═══ DATA FOR THIS EXERCISE
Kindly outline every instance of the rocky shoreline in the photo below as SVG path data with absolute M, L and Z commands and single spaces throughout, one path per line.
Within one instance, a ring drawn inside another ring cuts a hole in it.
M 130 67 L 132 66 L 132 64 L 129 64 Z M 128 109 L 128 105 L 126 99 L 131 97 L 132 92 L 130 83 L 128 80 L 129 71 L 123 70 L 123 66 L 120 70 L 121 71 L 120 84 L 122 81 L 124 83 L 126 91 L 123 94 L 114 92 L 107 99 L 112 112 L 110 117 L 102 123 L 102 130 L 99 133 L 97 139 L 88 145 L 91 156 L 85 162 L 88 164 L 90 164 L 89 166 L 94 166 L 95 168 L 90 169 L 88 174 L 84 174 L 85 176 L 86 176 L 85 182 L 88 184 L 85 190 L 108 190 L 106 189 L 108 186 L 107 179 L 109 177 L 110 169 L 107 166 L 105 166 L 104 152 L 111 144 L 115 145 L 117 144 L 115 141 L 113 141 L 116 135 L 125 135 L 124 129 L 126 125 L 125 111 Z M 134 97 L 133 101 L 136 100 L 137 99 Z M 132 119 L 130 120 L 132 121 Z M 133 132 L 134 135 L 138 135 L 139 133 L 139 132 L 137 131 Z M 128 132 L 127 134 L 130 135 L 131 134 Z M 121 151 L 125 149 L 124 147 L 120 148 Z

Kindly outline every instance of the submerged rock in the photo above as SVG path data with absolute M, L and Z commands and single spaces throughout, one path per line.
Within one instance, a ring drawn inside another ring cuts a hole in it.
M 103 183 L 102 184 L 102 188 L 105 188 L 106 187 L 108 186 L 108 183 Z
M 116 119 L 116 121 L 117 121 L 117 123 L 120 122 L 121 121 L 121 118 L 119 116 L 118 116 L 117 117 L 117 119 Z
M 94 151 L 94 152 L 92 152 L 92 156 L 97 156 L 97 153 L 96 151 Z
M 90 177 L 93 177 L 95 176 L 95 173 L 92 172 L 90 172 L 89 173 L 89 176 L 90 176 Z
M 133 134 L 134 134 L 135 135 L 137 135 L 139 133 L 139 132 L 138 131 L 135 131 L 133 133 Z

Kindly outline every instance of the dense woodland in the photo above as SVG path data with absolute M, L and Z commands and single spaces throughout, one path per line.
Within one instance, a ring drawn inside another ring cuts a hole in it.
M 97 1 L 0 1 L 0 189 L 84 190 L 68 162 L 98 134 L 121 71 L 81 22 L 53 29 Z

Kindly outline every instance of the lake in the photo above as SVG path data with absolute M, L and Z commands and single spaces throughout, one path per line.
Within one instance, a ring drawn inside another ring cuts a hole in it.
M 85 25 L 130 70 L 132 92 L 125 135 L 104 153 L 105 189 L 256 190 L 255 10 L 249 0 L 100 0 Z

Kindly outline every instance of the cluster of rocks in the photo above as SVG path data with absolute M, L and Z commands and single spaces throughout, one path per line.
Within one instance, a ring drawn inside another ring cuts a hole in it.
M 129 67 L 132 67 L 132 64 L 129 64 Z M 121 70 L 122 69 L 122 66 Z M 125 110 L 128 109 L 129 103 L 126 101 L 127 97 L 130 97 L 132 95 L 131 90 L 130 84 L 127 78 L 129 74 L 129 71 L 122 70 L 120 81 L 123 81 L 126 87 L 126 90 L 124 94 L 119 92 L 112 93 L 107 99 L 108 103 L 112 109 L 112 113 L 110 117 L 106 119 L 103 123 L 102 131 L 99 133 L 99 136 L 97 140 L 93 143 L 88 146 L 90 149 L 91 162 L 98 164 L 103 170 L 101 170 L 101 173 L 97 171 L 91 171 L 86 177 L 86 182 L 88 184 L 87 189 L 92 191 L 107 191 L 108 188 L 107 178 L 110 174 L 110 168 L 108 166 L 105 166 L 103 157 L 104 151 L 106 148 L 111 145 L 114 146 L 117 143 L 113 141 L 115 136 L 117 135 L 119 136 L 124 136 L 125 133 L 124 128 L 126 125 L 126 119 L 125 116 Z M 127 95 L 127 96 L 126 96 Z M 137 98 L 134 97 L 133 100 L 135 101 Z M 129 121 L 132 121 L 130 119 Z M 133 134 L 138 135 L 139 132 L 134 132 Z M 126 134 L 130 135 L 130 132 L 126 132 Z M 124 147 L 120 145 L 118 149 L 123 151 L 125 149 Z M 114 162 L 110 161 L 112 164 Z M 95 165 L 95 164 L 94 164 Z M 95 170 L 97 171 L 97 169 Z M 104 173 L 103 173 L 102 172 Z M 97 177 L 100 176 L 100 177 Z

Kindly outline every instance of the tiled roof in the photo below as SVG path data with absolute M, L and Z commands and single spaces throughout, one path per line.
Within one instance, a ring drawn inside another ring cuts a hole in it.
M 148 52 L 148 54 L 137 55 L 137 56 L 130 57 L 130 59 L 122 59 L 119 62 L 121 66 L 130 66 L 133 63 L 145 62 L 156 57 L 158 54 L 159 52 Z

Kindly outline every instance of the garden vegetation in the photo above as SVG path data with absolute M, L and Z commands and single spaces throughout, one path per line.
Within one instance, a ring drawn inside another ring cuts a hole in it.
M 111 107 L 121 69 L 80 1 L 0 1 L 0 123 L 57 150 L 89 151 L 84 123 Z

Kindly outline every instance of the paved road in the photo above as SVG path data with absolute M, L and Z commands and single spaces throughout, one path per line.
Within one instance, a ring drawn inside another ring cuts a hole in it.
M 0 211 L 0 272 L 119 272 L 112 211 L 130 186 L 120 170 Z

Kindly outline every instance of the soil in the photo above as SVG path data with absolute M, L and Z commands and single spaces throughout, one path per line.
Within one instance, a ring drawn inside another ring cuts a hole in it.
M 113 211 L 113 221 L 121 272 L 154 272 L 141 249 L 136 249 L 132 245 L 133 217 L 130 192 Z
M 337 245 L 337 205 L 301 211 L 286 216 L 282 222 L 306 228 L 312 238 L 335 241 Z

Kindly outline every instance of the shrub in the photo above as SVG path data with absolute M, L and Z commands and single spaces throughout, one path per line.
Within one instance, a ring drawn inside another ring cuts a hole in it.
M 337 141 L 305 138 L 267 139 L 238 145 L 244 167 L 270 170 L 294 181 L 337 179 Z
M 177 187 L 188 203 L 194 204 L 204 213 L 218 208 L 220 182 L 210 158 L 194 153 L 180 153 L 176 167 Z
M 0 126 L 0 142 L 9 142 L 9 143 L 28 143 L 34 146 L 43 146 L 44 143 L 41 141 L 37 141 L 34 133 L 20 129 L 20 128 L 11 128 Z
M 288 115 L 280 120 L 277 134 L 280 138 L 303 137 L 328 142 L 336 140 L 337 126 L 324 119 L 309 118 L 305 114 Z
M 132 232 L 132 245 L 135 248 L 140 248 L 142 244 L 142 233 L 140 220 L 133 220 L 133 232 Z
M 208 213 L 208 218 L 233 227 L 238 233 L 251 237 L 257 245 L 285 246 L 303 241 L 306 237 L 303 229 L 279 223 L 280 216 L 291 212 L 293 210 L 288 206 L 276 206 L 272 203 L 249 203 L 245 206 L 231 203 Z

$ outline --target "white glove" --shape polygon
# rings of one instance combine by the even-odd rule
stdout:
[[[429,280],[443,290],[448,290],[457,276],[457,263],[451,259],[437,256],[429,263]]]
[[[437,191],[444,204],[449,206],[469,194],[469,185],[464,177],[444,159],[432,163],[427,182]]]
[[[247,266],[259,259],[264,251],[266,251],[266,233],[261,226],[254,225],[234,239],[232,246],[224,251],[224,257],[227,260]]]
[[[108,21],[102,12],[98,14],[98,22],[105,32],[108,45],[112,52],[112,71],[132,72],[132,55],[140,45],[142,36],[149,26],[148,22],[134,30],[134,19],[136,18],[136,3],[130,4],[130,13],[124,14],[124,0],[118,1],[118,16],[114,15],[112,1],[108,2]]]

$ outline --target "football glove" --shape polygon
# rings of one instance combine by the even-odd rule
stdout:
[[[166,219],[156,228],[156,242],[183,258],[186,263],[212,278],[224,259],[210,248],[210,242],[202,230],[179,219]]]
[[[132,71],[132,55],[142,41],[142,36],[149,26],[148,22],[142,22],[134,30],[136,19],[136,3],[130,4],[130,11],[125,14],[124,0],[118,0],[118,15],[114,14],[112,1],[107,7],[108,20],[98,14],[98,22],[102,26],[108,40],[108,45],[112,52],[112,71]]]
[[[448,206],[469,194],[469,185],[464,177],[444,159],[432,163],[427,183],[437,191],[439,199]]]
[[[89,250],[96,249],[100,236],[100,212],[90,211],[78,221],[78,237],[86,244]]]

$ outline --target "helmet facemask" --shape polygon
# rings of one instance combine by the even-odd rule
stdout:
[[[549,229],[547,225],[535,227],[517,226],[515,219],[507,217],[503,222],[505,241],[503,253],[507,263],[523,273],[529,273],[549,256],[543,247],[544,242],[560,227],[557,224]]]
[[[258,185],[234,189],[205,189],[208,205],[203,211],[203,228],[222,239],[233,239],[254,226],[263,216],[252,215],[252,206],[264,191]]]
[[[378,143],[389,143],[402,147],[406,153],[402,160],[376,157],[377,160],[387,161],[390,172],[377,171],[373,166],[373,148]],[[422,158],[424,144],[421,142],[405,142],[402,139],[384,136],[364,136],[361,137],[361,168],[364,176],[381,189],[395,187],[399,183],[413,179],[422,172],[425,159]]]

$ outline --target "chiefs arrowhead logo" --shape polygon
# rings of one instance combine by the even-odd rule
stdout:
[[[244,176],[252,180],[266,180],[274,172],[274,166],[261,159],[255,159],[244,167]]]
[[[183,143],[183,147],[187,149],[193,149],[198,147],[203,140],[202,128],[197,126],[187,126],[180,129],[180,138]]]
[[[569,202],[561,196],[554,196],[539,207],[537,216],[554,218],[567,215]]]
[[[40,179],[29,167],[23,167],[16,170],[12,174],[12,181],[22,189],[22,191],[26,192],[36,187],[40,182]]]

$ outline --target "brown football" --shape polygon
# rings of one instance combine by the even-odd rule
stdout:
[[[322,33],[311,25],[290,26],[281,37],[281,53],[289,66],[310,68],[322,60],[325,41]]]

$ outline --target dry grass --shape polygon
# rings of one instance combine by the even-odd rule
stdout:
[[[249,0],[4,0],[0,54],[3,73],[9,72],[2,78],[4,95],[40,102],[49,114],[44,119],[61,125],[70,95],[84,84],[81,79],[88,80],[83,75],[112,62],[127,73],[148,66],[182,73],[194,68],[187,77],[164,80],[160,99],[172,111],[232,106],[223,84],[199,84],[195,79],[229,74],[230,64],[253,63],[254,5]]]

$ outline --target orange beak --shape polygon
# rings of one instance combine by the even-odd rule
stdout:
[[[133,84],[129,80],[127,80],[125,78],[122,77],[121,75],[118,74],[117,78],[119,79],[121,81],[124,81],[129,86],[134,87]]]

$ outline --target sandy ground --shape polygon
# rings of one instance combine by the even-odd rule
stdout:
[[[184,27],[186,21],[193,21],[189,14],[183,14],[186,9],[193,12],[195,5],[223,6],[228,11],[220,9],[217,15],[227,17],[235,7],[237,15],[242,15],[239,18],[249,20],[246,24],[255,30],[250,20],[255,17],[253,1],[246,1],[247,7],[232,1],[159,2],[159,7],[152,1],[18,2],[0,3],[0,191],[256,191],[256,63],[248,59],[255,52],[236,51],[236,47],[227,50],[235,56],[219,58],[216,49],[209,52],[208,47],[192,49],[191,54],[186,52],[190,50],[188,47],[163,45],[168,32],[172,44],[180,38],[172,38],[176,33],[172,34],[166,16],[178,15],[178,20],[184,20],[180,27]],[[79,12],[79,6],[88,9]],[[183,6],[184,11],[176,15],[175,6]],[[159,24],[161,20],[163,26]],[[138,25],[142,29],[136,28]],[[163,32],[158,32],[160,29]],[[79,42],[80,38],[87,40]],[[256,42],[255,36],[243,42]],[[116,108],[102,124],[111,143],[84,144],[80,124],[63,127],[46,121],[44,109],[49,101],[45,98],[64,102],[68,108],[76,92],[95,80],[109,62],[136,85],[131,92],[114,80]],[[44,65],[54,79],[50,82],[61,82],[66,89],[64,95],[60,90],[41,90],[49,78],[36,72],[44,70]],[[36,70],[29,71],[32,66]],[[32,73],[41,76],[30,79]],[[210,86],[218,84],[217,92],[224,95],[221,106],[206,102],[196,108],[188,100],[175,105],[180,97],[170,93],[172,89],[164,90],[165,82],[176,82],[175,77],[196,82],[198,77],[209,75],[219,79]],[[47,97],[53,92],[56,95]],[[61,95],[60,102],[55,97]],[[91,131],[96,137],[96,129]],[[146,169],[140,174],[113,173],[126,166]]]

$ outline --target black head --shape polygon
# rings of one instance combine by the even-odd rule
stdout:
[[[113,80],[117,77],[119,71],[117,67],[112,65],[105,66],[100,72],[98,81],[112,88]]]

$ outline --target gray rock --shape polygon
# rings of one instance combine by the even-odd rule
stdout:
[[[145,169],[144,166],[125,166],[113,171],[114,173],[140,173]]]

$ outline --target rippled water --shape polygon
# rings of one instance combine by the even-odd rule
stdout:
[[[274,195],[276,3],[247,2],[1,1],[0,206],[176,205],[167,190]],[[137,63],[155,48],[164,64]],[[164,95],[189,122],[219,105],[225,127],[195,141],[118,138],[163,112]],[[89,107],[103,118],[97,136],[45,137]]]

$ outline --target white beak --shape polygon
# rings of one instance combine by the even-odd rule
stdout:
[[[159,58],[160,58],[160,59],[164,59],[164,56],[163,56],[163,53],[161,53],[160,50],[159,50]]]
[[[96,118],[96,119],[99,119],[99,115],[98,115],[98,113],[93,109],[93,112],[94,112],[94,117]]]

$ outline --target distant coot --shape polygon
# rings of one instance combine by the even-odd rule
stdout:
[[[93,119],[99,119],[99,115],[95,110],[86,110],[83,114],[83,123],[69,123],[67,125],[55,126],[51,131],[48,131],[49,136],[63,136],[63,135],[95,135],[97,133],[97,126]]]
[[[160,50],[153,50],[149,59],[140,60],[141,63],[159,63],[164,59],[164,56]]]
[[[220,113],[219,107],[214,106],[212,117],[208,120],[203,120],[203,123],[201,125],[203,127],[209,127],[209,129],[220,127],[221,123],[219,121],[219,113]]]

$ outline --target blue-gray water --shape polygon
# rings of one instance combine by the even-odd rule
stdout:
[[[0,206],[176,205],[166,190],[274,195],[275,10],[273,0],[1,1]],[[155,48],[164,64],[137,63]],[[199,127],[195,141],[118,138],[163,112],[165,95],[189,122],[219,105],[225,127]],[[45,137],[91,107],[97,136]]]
══════
EXERCISE PROMPT:
Rewrite the stretch from the start of the entries through the line containing "M 97 1 L 0 1", shifting every coordinate in the answer outlines up by 74 and copying all other lines unchanged.

RESPONSE TO THIS TASK:
Kindly outline every instance of the rocky shoreline in the photo below as SVG path data with absolute M, L and Z commands and single spaces throughout, one path per line.
Within one instance, a ring drawn inside another ring cuts a hole in it.
M 204 141 L 206 140 L 206 138 L 203 138 Z M 202 183 L 202 179 L 200 173 L 205 171 L 206 166 L 204 157 L 202 154 L 203 145 L 197 144 L 197 140 L 194 144 L 195 145 L 194 158 L 196 155 L 198 157 L 200 165 L 197 168 L 188 166 L 181 173 L 186 186 L 184 191 L 176 197 L 176 204 L 173 207 L 171 213 L 162 219 L 165 230 L 159 236 L 162 238 L 164 238 L 163 240 L 168 240 L 169 242 L 164 243 L 162 248 L 158 248 L 159 250 L 160 250 L 159 256 L 162 258 L 159 264 L 182 264 L 180 263 L 182 260 L 181 253 L 183 251 L 184 243 L 181 240 L 179 240 L 178 226 L 185 218 L 189 219 L 191 218 L 189 215 L 187 215 L 190 209 L 199 209 L 198 203 L 200 199 L 199 185 Z M 208 171 L 207 175 L 210 174 L 211 173 Z M 206 193 L 204 194 L 206 195 Z M 207 206 L 208 209 L 212 209 L 213 207 L 213 206 L 211 205 Z M 202 206 L 201 208 L 204 209 L 205 208 Z M 195 225 L 199 223 L 198 221 L 194 222 Z

Kindly outline every instance of the submerged rock in the photo above as SVG path data with absolute M, L and Z commands and single spaces throughout, one path per line.
Within one instance, a ring drawn inside another ring cuts a hole in it.
M 177 257 L 176 258 L 176 262 L 179 262 L 180 261 L 182 260 L 182 257 Z
M 190 193 L 190 195 L 191 195 L 191 197 L 194 196 L 195 195 L 195 192 L 193 190 L 192 190 L 191 191 L 191 193 Z
M 168 225 L 168 226 L 166 226 L 166 230 L 171 230 L 171 227 L 170 225 Z
M 164 251 L 167 251 L 169 250 L 169 247 L 166 246 L 164 246 L 163 247 L 163 250 L 164 250 Z
M 207 208 L 208 208 L 209 209 L 211 209 L 213 207 L 213 206 L 212 205 L 209 205 L 207 207 Z

Kindly outline every instance of the dense woodland in the photo above as SVG path data with absolute M, L and Z commands and single spaces throughout, one path per line.
Within one instance, a ring drawn inside another ring cuts a hole in it.
M 171 75 L 74 75 L 74 263 L 158 264 L 142 236 L 172 208 L 195 145 L 155 96 L 127 103 Z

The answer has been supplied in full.